● Given problem: Rewrite the entries from the line containing "Thanks for the photo. Could you please mark the skyscraper" through the end of the entries, swapping "smartphone" for "mobile phone" and leaving all else unchanged.

● Dataset extract:

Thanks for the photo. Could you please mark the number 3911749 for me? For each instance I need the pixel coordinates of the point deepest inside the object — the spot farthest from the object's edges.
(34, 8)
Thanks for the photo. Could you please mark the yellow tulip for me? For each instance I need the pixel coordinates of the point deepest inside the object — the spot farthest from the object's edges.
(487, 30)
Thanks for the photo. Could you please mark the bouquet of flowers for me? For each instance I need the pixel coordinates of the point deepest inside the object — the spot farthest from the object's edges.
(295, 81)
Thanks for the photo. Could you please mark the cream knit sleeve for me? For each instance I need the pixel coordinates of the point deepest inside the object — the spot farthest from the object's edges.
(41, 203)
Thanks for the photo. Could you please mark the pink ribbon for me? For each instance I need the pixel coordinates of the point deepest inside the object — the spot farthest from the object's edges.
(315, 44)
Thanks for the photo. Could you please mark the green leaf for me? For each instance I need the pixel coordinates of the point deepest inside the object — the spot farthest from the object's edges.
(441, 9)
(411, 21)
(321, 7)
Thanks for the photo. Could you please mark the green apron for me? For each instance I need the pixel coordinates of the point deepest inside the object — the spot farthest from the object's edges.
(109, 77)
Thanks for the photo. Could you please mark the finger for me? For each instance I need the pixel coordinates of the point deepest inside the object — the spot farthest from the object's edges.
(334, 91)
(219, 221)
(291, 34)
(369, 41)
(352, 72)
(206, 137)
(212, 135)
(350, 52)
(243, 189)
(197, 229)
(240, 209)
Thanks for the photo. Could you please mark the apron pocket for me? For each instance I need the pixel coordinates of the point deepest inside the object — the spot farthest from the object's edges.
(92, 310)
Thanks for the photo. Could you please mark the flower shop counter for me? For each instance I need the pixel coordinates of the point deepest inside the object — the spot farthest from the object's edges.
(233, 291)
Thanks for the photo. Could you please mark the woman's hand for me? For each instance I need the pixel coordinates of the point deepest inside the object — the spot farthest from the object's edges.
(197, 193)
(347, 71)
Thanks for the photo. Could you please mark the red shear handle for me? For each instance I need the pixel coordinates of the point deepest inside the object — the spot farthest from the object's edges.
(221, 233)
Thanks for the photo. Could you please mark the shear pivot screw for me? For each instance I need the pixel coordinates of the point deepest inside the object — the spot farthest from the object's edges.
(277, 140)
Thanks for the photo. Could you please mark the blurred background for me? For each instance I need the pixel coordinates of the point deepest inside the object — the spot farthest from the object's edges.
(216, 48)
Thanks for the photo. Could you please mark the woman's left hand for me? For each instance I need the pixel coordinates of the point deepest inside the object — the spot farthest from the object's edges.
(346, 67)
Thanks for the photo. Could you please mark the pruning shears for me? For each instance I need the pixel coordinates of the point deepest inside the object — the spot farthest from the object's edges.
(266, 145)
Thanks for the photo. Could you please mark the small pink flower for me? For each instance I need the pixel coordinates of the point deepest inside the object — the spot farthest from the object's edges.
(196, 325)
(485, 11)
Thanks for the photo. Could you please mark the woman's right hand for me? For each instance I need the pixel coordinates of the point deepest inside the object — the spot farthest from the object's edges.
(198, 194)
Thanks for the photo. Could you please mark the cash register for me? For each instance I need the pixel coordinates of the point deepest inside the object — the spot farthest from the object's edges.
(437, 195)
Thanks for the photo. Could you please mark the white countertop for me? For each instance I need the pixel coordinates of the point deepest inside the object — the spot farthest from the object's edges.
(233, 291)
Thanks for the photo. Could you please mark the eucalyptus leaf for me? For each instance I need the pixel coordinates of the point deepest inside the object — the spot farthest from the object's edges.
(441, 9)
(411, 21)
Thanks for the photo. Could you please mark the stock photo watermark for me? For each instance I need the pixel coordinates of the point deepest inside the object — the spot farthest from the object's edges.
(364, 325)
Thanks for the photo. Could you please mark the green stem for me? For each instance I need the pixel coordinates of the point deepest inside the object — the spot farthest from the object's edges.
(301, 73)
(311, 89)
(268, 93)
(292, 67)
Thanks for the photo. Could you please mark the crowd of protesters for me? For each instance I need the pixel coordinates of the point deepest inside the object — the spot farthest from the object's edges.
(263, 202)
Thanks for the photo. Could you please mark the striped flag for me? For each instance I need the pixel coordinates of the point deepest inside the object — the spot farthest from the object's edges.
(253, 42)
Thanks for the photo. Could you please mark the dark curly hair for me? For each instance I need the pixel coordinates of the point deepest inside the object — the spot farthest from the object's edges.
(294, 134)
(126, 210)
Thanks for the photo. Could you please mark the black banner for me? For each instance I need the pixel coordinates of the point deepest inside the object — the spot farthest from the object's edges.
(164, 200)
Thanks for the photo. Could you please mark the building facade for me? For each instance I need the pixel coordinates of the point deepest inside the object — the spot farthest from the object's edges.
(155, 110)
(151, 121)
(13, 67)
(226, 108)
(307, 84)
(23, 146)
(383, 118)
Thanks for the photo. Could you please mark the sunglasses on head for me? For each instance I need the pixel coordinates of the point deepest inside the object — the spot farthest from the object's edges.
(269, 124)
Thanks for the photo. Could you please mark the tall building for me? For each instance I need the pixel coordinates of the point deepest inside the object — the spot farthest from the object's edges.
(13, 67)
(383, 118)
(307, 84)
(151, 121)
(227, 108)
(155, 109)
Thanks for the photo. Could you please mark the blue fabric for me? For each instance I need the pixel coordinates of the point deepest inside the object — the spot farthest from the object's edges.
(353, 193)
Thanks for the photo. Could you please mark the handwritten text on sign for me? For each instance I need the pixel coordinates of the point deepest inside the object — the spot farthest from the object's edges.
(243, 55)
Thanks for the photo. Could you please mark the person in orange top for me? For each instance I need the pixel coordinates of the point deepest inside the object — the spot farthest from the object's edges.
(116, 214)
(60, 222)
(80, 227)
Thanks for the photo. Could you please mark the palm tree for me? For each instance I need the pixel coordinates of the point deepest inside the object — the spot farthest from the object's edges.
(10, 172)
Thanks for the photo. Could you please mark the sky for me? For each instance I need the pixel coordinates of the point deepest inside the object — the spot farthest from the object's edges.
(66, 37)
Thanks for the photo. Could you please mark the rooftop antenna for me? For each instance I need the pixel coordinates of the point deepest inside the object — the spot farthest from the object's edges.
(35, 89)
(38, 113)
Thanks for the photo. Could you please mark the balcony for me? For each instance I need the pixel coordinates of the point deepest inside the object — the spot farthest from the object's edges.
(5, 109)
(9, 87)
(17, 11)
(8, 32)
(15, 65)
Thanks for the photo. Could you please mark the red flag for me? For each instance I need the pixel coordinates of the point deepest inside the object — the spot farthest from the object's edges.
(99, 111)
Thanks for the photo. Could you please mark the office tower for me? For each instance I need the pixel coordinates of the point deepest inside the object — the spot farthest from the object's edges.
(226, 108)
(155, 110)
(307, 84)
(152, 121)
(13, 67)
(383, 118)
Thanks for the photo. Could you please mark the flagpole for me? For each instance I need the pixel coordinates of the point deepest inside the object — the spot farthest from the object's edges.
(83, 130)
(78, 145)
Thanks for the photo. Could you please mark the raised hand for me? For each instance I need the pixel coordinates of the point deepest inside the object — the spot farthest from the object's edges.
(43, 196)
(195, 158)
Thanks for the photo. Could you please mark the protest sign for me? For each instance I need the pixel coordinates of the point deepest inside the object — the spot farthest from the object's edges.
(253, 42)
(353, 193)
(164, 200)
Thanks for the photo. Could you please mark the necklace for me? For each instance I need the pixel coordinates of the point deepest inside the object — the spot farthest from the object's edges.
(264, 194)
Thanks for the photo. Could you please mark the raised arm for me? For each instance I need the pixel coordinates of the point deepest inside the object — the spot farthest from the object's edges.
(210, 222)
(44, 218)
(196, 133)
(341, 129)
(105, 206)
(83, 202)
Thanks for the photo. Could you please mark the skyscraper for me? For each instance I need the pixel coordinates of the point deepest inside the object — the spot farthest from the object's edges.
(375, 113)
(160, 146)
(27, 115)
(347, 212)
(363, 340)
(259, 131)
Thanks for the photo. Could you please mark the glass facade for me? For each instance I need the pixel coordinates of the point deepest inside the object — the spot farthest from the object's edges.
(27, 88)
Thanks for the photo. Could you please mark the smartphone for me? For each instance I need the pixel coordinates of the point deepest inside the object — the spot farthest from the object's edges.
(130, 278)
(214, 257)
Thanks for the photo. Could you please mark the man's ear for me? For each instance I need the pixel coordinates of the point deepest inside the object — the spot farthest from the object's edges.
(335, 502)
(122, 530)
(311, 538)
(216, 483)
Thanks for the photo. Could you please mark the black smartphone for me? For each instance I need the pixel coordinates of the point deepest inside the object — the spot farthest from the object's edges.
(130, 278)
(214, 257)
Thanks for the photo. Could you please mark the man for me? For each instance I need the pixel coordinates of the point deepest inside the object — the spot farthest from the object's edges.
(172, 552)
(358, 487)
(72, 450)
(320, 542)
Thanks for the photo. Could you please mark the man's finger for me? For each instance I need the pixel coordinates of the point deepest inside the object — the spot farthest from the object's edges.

● Full solution:
Thanks for the photo. Could you please mark the skyscraper for me? For each instance I need the pixel coordinates of the point deepest inside the object — the spot farthest from the object's edges.
(375, 113)
(160, 146)
(27, 115)
(347, 212)
(363, 340)
(259, 131)
Thanks for the photo. Could you please mark the glass facade for me? For each instance I need the pixel coordinates of the point deepest inside the object — the spot farthest from the object's edges.
(27, 88)
Thanks for the photo. Could you please mark the mobile phone for me? For each instance I need the pixel coordinates of the point deepest inside the object — the spot farthest from the object's edges.
(130, 278)
(214, 257)
Thanks for the photo. Could you please mark the man's ear for me? For each instance I need the pixel coordinates of the point deepest inside the object — the spot farthest from the object's edges.
(335, 502)
(122, 530)
(311, 538)
(216, 483)
Thanks for the photo. Could you please mark the black mobile phone for me? For each instance I need the pixel coordinates of the point deepest inside the object — the spot farthest from the object's edges.
(130, 278)
(214, 257)
Thanks for the photo. Could you please mark the man for me? For each instance I need the pixel coordinates of the point deepest inside the object — the spot farthest from the object's edges.
(172, 552)
(358, 487)
(72, 450)
(320, 542)
Thanks for the photo. Could you please mark the man's finger for me? For each instance I need the pixel coordinates of the point deepest inside the object — the spot farthest from the object's edges.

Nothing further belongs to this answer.